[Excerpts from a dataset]
------------------------------

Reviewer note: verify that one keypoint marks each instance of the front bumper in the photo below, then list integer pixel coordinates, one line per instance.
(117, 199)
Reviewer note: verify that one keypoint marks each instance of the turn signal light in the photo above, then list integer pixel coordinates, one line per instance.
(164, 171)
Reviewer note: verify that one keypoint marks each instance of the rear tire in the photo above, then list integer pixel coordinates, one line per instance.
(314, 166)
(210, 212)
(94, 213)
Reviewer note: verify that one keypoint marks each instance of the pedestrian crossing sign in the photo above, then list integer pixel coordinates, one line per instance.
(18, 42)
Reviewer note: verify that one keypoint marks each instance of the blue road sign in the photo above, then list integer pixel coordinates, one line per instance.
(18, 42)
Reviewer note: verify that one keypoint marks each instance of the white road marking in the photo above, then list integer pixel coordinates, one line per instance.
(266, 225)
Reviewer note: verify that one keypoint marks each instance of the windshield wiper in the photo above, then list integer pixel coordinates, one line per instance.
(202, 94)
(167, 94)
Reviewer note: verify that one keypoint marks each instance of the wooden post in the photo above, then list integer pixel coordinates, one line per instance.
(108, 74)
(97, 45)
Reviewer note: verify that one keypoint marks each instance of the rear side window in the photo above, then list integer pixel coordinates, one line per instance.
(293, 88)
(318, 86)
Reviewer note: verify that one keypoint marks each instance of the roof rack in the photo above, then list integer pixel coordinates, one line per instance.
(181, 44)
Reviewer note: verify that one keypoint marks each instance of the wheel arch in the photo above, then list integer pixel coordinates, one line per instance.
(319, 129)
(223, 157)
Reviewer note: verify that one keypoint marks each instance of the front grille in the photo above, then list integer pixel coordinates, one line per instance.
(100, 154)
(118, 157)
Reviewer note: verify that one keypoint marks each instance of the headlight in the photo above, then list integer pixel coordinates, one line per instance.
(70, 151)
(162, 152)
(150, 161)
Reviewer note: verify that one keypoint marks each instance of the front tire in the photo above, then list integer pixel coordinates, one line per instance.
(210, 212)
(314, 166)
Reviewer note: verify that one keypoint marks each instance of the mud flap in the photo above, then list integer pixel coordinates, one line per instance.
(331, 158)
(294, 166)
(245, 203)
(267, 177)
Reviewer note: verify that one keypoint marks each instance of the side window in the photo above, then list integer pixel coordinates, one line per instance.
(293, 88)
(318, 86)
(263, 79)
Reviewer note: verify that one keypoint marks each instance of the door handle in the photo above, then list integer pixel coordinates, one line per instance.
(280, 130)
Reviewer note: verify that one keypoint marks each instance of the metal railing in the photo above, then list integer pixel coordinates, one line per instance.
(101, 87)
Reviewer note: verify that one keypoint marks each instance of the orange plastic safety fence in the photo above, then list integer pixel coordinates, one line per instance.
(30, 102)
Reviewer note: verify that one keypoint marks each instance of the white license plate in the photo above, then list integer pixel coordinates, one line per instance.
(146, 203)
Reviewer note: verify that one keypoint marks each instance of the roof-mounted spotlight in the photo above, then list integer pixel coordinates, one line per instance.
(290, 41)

------------------------------

## Assignment
Please reproduce every record shown above, exactly as written.

## Solution for this exercise
Reviewer note: verify that one keypoint marks each instance of the front bumper in the photo below, then list integer pixel coordinates, one line per instance.
(117, 199)
Reviewer note: verify that one keypoint marks each instance of the turn signal light in the photo above, then list integer pixel coordinates, one line per instance.
(164, 171)
Reviewer note: verify that one keypoint marks each instance of the rear tire in the photo above, then list integer pixel coordinates, one line per instance.
(314, 166)
(210, 212)
(94, 213)
Reviewer note: verify that one keypoint marks each instance of the pedestrian crossing sign in the photo above, then list integer pixel coordinates, one line per instance.
(18, 42)
Reviewer note: verify that one keypoint marks each instance of the blue road sign in the photo above, then list integer pixel coordinates, one line per instance.
(18, 42)
Reviewer note: verify that one keypoint marks each instance of the white road marking in the photo above, then list integer pixel coordinates, one line per instance.
(266, 225)
Reviewer note: verify that one keypoint marks each instance of the windshield wiper in the photo above, then list integer pixel coordinates, one line per instance.
(202, 94)
(167, 94)
Reviewer note: verify that one keypoint marks each instance of the wooden post in the photo above, then list integer pixel coordinates, one line per instance.
(108, 74)
(97, 45)
Reviewer note: verify that one keypoint marks each instance of the rear side window in the photo above, then list integer pixel coordinates, one line per instance.
(293, 88)
(318, 86)
Reviewer note: verify that one keypoint marks each instance of the roof rack in the photo above, then list integer pixel coordinates, one line per instance.
(181, 44)
Reviewer note: verify that one keypoint marks each instance of the wheel arch in the photo above, then list integer pixel coordinates, one line per instance.
(319, 129)
(223, 157)
Reviewer note: verify that one keypoint marks each instance of the front grille in the photo above, then list integer pixel coordinates, one line per instance.
(100, 154)
(118, 157)
Reviewer note: verify that one keypoint marks each instance of the headlight in the photo above, then list integer pixel coordinates, one line per instance.
(70, 151)
(162, 152)
(150, 161)
Reviewer note: verify that one keypoint marks each instance of the front tire in the photo above, then list integer pixel coordinates, one line per instance.
(210, 212)
(314, 166)
Reviewer note: verify that one keypoint marks each instance of the mud flap in the photo above, then list integer pixel coordinates, one line per instance.
(331, 158)
(294, 166)
(245, 203)
(267, 177)
Reviewer note: verify that one keypoint marks each instance of the side window in the photo above, then list integer pixel coordinates, one line per instance.
(293, 88)
(318, 86)
(263, 79)
Reviewer note: verify that one keypoint marks each instance of the door handle in the photo above, then list integer pixel coordinates, one line per instance.
(280, 130)
Reviewer note: verify that one keypoint marks each instance of the metal railing in the photo above, then list integer pixel coordinates, one line per instance.
(101, 87)
Reviewer note: verify that one keypoint marks each instance of the orange plastic safety fence in the photo above, then list integer pixel coordinates, one line per instance.
(30, 102)
Reviewer note: verify that one keypoint marks each instance of the white license plate in the photo above, then list integer pixel coordinates, one line per instance.
(146, 203)
Reviewer note: verify that one keypoint marks each instance of the roof-mounted spotlight in the photo above, then list integer pixel coordinates, one line per instance.
(290, 41)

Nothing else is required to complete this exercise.